Answer these questions from the muffin recipe below:
1. What oven temperature does it give?
2. Which two ingredients make up the swirl mixture?
3. How long should the muffins bake?

Passage to read:

-------------------------

01 -  Preheat the oven to 175°C. Line a 12-cup muffin tin with paper liners or lightly grease the wells. 
 02 -  In a large mixing bowl, whisk together the eggs, Greek yogurt, almond milk, applesauce, maple syrup, and vanilla extract until the mixture is well combined and smooth. 
 03 -  In a separate bowl, blend the oat flour, vanilla protein powder, coconut flour, baking powder, baking soda, and salt until evenly mixed. 
 04 -  Gradually fold the dry ingredients into the wet mixture until just incorporated. Avoid overmixing to ensure tender muffins. 
 05 -  In a small bowl, combine coconut sugar with ground cinnamon to create the swirl mixture. 
 06 -  Spoon batter to fill each muffin cup halfway. Sprinkle a portion of the cinnamon-sugar mixture over the batter, then top with the remaining batter. Swirl gently with a toothpick to create a marbled effect. 
 07 -  Bake for 18 to 22 minutes, or until a toothpick inserted into the center comes out clean. Allow muffins to cool in the tin for several minutes before transferring to a wire rack. 
 08 -  For a creamy topping, blend softened cream cheese, Greek yogurt, and maple syrup until smooth. Drizzle over cooled muffins before serving, if desired.

-------------------------

Provided material:
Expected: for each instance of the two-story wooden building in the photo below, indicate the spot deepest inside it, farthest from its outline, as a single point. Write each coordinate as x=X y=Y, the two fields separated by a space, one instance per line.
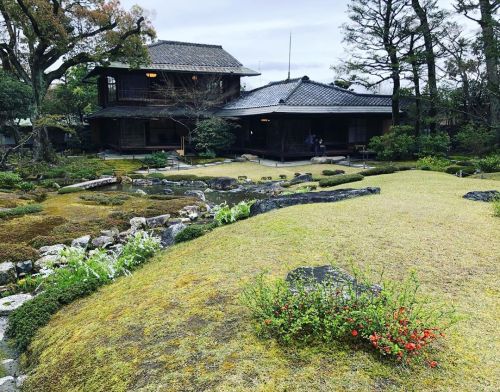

-------------------------

Expected answer:
1. 175°C
2. Coconut sugar and ground cinnamon
3. 18 to 22 minutes, or until a toothpick inserted into the center comes out clean